Texto extraído:
23.4.07

MATERIALES MODERNISTAS, 2


Describir es nombrar los objetos, decir dónde están colocados y explicar su forma del modo más expresivo y transparente. No hay poesía más hermosa que aquella que nace de la minuciosa descripción de algo. Estas son máximas que nunca pierdo de vista y que de vez en cuando riego con lecturas muy concretas. Por ejemplo, Florencio Cornejo, la única novela del pintor Gutiérrez Solana, que ha vuelto a caer esta tarde.
Conocí la obra literaria de Solana como casi todo el mundo vivo: a través del discurso de ingreso de Camilo José Cela en la Academia de la Lengua. Leído ahora que los dos están pudriendo malvas, la verdad es que no sólo resulta una honesta confesión de magisterio por parte de Cela sino, sobre todo, la defensa de un método que sigue siendo vigente, el de la descripción exacta, contenida, cruel y tierna en partes iguales, llevada en las andas de un ritmo narrativo que, aunque no le interesara escribir novelas, Solana dominaba con tanta o más soltura que los pinceles.
Solana es el grado cero de la narratividad: un tipo viaja y cuenta lo que ve, sobre todo si se trata de trastos viejos y personas miserables. Se nota que, a su vez, Solana trata de imitar a Baroja, la manera de contar las cosas de Baroja, esa estética del trasto viejo que tanto nos consuela en los catarros. Pero Solana maneja un recurso extremo, la pura descripción, sin ese constante pasearse por distintas clases de narración que Baroja usa como nadie, y Solana, también, tiene, digamos, conciencia de palabra, es decir, escoge las palabras según criterios de tonalidad que las hacen brillar por encima de cualquier cosa que se cuente.

Objetivo 1: Según el texto sobre la obra literaria de Solana, ¿a través de qué se conoció por primera vez esa obra?
Objetivo 2:
Indique si cada afirmación concuerda con el texto sobre la obra literaria de Solana. Responda sí o no y cite literalmente las palabras del texto que lo deciden.
(a) Florencio Cornejo es la única novela de Gutiérrez Solana.
(b) Solana recorre constantemente distintas clases de narración, igual que Baroja.
(c) El texto afirma que Solana trata de imitar a Baroja.
Objetivo 3: Prosiga el texto sobre la obra literaria de Solana a partir de su última oración.

Filas del conjunto:
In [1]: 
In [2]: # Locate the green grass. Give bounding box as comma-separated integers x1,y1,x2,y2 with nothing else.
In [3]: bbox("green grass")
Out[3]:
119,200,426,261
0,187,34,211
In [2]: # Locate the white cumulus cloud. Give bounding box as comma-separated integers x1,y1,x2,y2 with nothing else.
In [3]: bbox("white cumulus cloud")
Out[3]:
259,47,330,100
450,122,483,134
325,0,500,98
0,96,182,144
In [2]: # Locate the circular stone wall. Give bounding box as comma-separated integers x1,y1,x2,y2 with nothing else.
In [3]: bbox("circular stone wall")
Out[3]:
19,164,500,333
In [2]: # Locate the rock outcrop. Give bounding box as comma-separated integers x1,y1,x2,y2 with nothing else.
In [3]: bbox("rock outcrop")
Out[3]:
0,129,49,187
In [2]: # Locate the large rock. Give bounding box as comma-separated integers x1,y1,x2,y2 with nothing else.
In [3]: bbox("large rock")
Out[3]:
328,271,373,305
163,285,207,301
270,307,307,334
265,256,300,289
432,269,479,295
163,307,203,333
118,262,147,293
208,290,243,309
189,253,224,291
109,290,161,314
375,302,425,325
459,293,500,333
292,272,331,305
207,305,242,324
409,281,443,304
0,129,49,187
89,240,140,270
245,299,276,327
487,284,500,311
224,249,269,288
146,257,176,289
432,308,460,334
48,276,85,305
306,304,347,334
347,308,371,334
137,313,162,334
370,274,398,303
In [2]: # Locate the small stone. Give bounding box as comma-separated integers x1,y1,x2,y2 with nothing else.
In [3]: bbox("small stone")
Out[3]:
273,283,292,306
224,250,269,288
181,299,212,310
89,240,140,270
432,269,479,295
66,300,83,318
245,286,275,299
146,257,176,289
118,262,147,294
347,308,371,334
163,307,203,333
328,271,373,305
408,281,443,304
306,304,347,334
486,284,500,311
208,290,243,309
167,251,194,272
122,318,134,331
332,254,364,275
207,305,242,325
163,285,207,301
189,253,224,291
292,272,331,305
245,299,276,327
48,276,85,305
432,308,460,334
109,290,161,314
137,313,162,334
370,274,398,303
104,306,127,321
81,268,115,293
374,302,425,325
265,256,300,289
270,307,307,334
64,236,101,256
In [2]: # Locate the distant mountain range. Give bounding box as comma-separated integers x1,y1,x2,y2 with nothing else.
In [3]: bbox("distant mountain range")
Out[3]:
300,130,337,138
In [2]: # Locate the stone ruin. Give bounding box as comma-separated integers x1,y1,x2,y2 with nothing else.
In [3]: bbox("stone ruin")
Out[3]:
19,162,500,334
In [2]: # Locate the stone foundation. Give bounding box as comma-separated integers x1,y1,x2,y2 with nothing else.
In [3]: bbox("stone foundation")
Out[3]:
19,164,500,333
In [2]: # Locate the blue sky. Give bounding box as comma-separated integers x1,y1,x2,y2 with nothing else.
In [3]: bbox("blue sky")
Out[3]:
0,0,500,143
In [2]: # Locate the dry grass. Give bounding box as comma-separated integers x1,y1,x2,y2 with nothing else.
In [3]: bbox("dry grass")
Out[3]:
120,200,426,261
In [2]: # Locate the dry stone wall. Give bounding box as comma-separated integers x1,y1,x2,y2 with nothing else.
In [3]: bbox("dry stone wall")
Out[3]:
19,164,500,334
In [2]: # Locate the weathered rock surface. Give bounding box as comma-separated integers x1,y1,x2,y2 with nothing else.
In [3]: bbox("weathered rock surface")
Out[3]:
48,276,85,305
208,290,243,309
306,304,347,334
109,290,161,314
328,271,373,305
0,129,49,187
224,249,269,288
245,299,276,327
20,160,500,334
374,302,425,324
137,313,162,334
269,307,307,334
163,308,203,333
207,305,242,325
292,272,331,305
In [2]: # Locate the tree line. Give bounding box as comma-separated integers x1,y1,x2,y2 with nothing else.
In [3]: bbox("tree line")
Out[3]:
...
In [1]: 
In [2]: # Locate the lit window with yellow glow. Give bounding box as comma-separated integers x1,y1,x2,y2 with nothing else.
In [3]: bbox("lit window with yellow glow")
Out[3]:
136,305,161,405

Respuesta 1: A través del discurso de ingreso de Camilo José Cela en la Academia de la Lengua.

Respuesta 2:
(a) Sí: «Florencio Cornejo, la única novela del pintor Gutiérrez Solana».
(b) No: «Solana maneja un recurso extremo, la pura descripción, sin ese constante pasearse por distintas clases de narración que Baroja usa como nadie».
(c) Sí: «Se nota que, a su vez, Solana trata de imitar a Baroja».

Respuesta 3:
Florencio Cornejo es una novela porque el protagonista no es el autor, pero no se diferencia en nada de sus Escenas y costumbres o de La España Negra o de cualquiera de los otros tres libros que publicó sin que nadie le hiciera el menor caso. A la mínima gota de narración Solana se para a mirar cachivaches. Un viaje no es una reflexión ni un tránsito sino un potaje de olores fuertes y colores vivos, una retahíla de viajeros y de maletas y de gallinas que sueltan plumas. El personaje no piensa, contempla y en su contemplación está lo que quizá ni siquiera él sabe de sí mismo, y ese es un acierto que luego Cela explotó hasta la náusea.
Un hombre que vive en una casa llena de aperos en la provincia de Santander se entera de que su amigo Florencio Cornejo está a punto de palmar. Entonces emprende un viaje para ver si llega a verlo vivo. Antes de salir le pone de comer al burro, porque la casera del caserón es una mala pécora resentida desde que el burro le pegó una coz en las costillas. En el viaje va describiendo lugares, y antes de llegar recuerda cómo conoció a Florencio Cornejo. Juntos vivieron unos meses en Madrid, casualidad que Solana emplea para empalmar varios capítulos que podrían estar perfectamente en sus Escenas y costumbres. Un Madrid de Galdós (recuerda hechos de 1873 y la calle Toledo que describe es talmente la de Fortunata y Jacinta) en el que no sucede nada destacable. Parece que está pegado, pero en realidad uno ha conocido a mucha gente en un viaje en el que no pasó nada y del que no recordamos más que las calles de las tiendas.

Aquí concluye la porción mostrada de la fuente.